Source passage:
Re: Benchmarking mailing list thread [was Fwd: [Discuss] Benchmarking infrastructure]

Francois Saint-Jacques Wed, 24 Apr 2019 21:02:48 -0700

Hello,

archery is the "shim" scripts that glue some of the steps (2-4) that you
described. It builds arrow (c++ for now), find the multiple benchmark
binaries, runs them, and collects the outputs. I encourage you to check the
implementation, notably [1] and [2] (and generally [3]).

Think of it as merging the steps 2-4 into a single script without the CI's
orchestration (steps in the pipeline). Thus, making it CI agnostic and
reproducible locally.

To put you in context, here's some "user stories" we'd like to achieve
(ARROW-5070):

1. Performance data should be tracked and stored in a database for each commit
   in the master branch. (ARROW-5071)

2. A reviewer should be able to trigger an on-demand regression check in a PR
   (ARROW-5071 and some ursabot stuff). Feedback (regression or not) should
   be given either via a PR status, an automated comment, or a bot-user
   declined review. (ARROW-5071)

3. A developer should be able to compare (diff) builds locally. By build, I
   mean cmake build directory, e.g. it can be a toolchain change, or different
   compiler flags. (ARROW-4827)

4. A developer should be able to compare commits locally. (ARROW-4827)

The current iteration of archery does 3 and 4 (via `archery benchmark diff`),
and easily modifiable to do 1 and 2 (via `archery benchmark` and minus the
infrastructure setup).  What you're proposing is only targeting 1, maybe 2,
but definitively not 3 and 4.

Record extracts:
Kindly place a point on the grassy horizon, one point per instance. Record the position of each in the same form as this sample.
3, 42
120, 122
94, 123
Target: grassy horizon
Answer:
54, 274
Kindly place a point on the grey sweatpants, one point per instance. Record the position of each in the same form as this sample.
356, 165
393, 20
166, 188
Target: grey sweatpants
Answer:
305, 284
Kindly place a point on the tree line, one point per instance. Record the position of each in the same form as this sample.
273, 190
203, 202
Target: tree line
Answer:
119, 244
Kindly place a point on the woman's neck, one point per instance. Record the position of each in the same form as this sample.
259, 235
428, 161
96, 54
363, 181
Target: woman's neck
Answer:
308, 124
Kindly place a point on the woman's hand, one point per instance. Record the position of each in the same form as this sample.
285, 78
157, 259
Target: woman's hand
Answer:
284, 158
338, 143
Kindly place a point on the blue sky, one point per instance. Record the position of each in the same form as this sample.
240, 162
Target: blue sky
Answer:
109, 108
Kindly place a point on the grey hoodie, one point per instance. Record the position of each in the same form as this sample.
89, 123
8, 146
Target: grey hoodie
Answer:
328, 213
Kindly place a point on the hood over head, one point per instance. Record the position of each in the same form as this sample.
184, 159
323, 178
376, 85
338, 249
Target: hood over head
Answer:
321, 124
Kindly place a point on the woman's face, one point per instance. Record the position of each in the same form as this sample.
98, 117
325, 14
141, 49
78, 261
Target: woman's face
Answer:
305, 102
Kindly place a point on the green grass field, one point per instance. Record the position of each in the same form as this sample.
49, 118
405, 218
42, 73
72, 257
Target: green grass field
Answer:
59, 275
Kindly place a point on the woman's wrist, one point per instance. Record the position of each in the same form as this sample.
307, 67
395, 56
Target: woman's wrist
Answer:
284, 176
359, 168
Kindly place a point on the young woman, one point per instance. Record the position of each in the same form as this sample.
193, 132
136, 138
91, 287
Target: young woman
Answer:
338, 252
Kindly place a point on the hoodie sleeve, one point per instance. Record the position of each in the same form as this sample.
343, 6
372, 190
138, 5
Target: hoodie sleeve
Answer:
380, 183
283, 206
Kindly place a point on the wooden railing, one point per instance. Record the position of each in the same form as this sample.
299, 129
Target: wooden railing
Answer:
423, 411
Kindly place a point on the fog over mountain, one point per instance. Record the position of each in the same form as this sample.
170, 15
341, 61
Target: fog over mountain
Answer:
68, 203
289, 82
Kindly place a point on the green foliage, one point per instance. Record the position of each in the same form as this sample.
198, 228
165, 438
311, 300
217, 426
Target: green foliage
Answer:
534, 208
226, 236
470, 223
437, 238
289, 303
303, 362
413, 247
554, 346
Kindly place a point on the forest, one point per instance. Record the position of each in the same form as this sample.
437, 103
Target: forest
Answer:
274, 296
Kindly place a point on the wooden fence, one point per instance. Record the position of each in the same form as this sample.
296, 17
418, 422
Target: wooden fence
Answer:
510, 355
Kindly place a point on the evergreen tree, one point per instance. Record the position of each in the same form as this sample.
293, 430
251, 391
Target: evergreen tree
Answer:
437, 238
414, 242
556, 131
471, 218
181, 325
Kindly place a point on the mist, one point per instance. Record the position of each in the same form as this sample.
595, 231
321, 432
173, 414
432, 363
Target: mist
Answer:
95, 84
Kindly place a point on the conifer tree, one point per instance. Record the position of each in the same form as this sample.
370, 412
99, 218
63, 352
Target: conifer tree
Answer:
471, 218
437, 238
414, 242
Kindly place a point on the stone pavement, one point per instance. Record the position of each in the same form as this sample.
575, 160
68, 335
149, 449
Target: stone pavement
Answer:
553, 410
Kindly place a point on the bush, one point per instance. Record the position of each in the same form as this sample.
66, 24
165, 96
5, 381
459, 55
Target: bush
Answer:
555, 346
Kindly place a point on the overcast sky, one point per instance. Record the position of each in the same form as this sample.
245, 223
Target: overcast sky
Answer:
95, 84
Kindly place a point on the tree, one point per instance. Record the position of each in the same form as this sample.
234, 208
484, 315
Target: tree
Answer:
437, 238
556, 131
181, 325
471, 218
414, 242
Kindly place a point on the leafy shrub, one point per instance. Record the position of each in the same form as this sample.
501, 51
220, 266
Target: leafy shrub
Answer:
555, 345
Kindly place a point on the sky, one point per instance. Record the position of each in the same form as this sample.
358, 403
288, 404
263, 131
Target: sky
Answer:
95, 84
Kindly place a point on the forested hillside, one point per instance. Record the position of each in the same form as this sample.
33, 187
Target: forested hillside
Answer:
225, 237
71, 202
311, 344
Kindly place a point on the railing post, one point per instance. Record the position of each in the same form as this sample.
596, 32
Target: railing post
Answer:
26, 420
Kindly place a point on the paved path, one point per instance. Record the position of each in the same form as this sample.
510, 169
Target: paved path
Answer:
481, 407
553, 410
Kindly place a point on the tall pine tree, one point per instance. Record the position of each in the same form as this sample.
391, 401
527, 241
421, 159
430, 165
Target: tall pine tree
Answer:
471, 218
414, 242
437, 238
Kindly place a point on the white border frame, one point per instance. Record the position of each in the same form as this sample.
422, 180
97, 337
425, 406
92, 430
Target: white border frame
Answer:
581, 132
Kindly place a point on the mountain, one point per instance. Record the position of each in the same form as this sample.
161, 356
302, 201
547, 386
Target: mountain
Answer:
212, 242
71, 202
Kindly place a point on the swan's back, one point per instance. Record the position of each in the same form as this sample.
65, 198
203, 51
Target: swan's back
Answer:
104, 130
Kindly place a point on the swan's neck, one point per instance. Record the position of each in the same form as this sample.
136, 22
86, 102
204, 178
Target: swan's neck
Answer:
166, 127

Tasks to perform:
(a) List every distinct ARROW issue identifier that appears in the mailing list post about benchmarking.
(b) Find each line in the entries that contains the word "pavement", and copy all of those lines.

Answers:
(a)
ARROW-5070
ARROW-5071
ARROW-4827

(b)
Kindly place a point on the stone pavement, one point per instance. Record the position of each in the same form as this sample.
Target: stone pavement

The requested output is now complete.